### Da svolgere
Riscrivete tutti i record sostituendo "Target" con "Label" in ogni occorrenza e lasciando invariato tutto il resto.

### Record
______________________________

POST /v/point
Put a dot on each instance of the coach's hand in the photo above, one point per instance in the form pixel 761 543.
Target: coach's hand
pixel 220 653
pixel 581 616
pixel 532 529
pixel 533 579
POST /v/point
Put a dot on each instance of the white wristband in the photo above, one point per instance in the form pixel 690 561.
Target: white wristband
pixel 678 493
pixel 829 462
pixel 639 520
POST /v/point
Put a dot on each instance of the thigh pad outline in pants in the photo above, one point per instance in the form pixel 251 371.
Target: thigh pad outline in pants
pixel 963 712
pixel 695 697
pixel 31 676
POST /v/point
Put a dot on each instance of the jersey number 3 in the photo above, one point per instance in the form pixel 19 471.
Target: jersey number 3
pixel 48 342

______________________________

### Risposta all'esercizio
POST /v/point
Put a dot on each instance of the coach's hand in the photo above, one point per instance in the form pixel 761 543.
Label: coach's hand
pixel 220 653
pixel 581 616
pixel 532 529
pixel 533 579
POST /v/point
Put a dot on each instance of the white wristband in the photo above, one point per instance in the form pixel 690 561.
Label: white wristband
pixel 678 493
pixel 829 462
pixel 639 520
POST /v/point
Put a dot on each instance of the thigh pad outline in pants in the photo above, one point per instance in the form pixel 251 371.
Label: thigh pad outline in pants
pixel 963 712
pixel 695 697
pixel 31 676
POST /v/point
Put a dot on each instance of the jersey number 3 in the photo above, one point per instance in the form pixel 19 471.
Label: jersey number 3
pixel 48 342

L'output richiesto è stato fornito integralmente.